*Your objective*:
Extend the discussion thread on Japanese support in the orchestration layer with what comes after its last reply.
== Quoted passage ==
Japanese support
# support
b
I'd like to better understand what aspects of the Orchestration layer are expected to work with Japanese and how well: - Endpointing - "Based on both the user’s tone and what they’re saying, it decides how long to pause before hitting the LLM." does it understand Japanese for this purpose? - Interruptions (Barge-in) - does it work with Japanese words for interuptions - Background Voice Filtering - is it trained on any Japanese language voices? - Backchanneling - can it avoid interruptions when backhanneling in Japanese - emotion detection - is it based on language or tone of voice (would it work with Japanese) - Filler Injection - can it add Japanese fillter words
@User
s
@Ben - Endpointing: You can use the Deepgram endpointing model for this. - Interruptions: Yes, it handles interruptions. - Background Voice Filtering: It focuses on isolating the user's voice from background noise, prioritizing user speech audio signals. - Backchanneling: By default, it's in English, but based on your voice language, it will be voiced in Japanese. - Emotion Detection: Works on the text model, but is not very effective. - Filler Injection: This determines whether fillers are injected into the model output before inputting it into the voice provider.
===
== Dataset records ==
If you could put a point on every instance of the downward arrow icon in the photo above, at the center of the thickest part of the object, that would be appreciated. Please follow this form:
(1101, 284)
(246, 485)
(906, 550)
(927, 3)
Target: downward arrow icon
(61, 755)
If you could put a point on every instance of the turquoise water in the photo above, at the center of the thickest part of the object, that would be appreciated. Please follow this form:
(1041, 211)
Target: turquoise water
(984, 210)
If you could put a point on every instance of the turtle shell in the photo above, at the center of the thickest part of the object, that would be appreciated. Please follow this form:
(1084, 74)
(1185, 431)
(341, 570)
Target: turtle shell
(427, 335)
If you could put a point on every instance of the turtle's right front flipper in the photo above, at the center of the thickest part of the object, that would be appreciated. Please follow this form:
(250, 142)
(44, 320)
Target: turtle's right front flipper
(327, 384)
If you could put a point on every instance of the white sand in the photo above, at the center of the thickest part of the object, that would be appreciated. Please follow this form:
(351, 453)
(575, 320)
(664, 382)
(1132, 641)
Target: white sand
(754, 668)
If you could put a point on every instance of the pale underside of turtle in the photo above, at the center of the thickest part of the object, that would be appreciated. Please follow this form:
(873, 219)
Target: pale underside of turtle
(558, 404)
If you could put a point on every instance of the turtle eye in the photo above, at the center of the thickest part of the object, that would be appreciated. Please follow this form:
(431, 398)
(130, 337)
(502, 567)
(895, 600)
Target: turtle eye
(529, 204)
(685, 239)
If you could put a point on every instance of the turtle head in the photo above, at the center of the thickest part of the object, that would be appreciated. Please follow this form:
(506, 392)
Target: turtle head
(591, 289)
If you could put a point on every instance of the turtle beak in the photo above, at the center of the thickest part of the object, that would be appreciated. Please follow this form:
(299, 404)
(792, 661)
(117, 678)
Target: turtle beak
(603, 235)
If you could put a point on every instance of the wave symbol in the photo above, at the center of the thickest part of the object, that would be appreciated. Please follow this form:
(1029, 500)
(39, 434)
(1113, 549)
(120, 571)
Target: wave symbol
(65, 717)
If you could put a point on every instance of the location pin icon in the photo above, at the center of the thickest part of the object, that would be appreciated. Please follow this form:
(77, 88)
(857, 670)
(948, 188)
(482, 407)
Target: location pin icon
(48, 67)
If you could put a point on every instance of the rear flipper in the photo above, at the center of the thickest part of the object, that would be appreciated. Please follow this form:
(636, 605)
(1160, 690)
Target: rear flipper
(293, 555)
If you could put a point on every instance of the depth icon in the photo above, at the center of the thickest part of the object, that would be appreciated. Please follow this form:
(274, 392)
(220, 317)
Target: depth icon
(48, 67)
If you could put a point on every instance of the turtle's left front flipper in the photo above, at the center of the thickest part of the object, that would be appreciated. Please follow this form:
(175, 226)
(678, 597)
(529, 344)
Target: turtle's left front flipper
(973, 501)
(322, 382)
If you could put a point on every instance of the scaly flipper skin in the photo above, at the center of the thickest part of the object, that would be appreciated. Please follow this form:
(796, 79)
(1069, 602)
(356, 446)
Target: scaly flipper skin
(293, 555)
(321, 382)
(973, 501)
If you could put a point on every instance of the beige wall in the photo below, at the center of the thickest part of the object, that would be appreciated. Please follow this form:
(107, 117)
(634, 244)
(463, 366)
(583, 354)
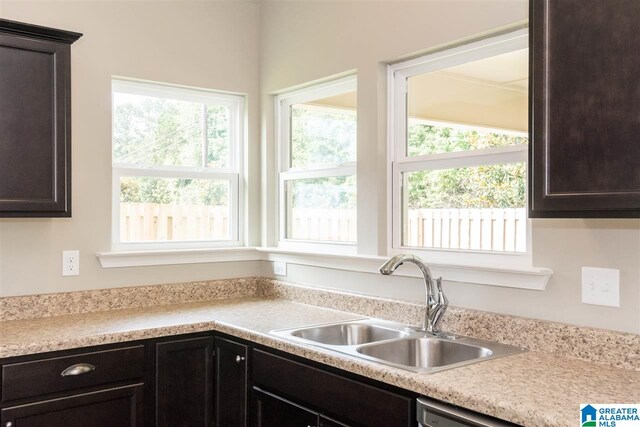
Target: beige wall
(308, 41)
(201, 44)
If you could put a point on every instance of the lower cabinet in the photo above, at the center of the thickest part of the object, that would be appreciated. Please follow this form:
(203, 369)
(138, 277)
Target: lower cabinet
(273, 411)
(121, 406)
(191, 381)
(231, 386)
(184, 382)
(330, 396)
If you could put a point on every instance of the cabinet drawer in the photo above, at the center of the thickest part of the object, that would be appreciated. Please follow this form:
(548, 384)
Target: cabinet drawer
(330, 394)
(40, 377)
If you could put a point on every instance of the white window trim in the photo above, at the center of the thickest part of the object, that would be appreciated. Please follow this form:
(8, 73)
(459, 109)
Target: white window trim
(285, 172)
(234, 175)
(530, 278)
(397, 75)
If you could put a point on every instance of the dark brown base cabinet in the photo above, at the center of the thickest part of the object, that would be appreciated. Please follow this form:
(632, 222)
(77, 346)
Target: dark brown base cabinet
(232, 375)
(195, 380)
(120, 407)
(273, 411)
(285, 389)
(184, 382)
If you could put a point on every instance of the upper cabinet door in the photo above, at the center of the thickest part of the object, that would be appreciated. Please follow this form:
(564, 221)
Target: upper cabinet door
(35, 121)
(585, 108)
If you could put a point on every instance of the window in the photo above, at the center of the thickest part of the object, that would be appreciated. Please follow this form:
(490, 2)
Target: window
(317, 164)
(176, 167)
(458, 137)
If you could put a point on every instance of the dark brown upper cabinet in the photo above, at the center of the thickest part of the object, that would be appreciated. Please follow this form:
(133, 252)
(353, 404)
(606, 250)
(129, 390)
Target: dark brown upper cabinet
(35, 120)
(584, 158)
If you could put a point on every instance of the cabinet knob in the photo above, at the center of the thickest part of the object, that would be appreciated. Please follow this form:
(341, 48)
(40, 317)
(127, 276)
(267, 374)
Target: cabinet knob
(78, 369)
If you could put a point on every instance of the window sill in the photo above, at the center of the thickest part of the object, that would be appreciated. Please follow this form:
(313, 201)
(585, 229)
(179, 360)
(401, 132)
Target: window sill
(174, 256)
(531, 278)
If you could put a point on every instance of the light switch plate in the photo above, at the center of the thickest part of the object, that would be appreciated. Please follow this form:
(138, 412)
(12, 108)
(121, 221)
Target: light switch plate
(280, 268)
(601, 286)
(70, 263)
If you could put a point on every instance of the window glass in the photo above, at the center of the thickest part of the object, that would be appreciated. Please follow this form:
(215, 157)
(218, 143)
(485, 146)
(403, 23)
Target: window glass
(176, 166)
(461, 148)
(321, 209)
(171, 209)
(323, 132)
(168, 132)
(318, 164)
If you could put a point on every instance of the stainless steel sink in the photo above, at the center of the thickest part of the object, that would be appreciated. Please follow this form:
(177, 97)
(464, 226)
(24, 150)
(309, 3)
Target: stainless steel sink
(425, 352)
(348, 334)
(398, 345)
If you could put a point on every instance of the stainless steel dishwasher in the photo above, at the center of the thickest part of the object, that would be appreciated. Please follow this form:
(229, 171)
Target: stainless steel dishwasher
(433, 413)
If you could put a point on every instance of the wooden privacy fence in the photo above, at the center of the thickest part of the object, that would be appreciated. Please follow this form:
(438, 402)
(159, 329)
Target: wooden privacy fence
(474, 229)
(322, 224)
(160, 222)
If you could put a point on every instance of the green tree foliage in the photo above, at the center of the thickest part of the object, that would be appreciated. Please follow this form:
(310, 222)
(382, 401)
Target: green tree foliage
(338, 192)
(163, 132)
(322, 136)
(492, 186)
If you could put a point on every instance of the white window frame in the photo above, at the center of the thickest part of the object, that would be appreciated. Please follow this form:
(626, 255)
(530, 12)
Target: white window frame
(233, 173)
(286, 172)
(400, 162)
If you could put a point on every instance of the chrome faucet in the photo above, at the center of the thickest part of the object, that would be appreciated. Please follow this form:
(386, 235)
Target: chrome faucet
(437, 302)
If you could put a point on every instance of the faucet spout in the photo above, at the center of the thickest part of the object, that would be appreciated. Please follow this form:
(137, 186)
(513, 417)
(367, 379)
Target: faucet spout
(435, 299)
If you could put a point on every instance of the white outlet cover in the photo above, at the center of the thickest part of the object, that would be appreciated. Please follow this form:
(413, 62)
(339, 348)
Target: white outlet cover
(70, 263)
(601, 286)
(280, 268)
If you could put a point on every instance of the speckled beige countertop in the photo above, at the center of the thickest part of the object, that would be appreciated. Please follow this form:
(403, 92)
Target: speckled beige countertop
(532, 389)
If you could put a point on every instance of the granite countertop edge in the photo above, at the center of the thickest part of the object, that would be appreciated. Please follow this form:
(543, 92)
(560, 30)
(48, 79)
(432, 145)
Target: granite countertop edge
(451, 385)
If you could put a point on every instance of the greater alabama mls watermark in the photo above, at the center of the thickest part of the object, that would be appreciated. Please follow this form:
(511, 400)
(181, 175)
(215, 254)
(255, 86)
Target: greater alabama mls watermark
(609, 415)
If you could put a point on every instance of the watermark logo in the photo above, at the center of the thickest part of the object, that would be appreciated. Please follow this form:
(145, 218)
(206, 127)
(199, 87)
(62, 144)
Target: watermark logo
(609, 415)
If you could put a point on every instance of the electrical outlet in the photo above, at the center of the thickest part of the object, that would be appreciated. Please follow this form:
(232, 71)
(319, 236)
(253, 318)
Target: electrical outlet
(70, 263)
(601, 286)
(279, 268)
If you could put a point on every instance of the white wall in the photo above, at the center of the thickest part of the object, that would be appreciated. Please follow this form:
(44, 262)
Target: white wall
(308, 41)
(202, 44)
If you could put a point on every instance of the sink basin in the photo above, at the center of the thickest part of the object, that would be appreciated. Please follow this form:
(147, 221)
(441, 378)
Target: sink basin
(348, 334)
(394, 344)
(425, 352)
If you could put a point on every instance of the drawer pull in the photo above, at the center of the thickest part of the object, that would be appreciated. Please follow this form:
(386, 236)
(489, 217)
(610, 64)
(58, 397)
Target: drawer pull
(78, 369)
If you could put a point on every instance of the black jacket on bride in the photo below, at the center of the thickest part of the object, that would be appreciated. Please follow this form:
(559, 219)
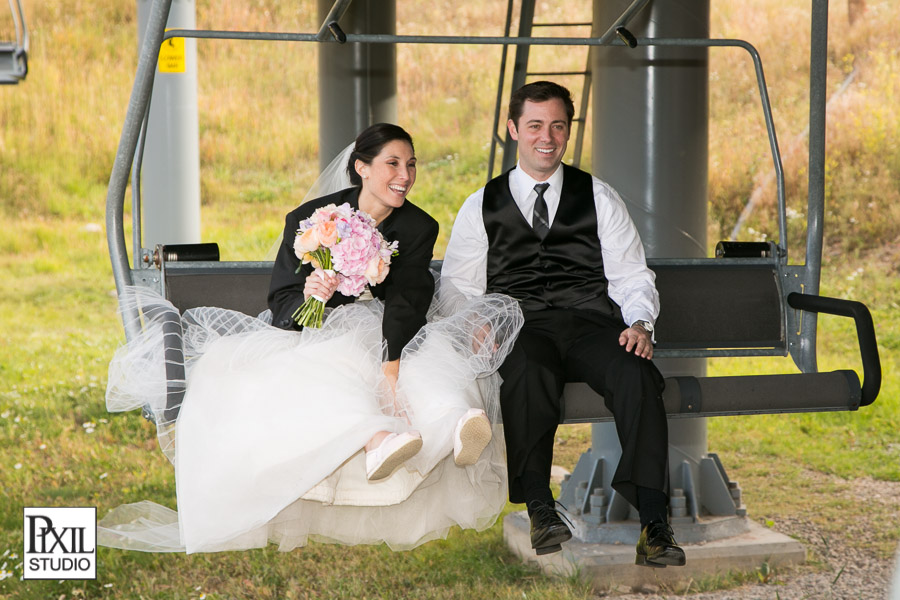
===
*Answer for the task*:
Do let me know if you have more questions.
b
OK thank you @User ! So just to clarify: - Endpointing, Interuptions and Background noise filtering all good with Japanese - Backchanneling: if the user says in a Japanese equivelent of "uh-huh", e.g. そうだね it would NOT recognise that as it recognises only English, but the vice versa (the agent backchanneling the user) - could respond with そうだね (as it translates the English "uh-huh" to Japanese) - Emotion Detection: It does work on Japanese text in principle, but not trained for that (not very effective) - Filler Injection: Does it know Japanese filler words (umm... in Japanese would be e.g. あのう。。。) to be able to achieve this? Are you able to explain a little more about how it works as that would help me understand I think (i.e. is it's taking the text from the LLM and using another LLM to inject filler into output before it gets text to speech-ed? in which case it would depend on that post-processing LLMs support for Japanese I suppose) The other related question I had was about latency in Japan; I can't see any options with Vapi to specify the region - I guess Vapi using a mixture of regions based on the region of the individual APIs selected by users so it would be hard to say what region(s) it's currently based in? I ask as, for example, I think Azure's text to speech can in principle be hosted in Japanese region for lower latency, but with Vapi is it right we would not be able to use that?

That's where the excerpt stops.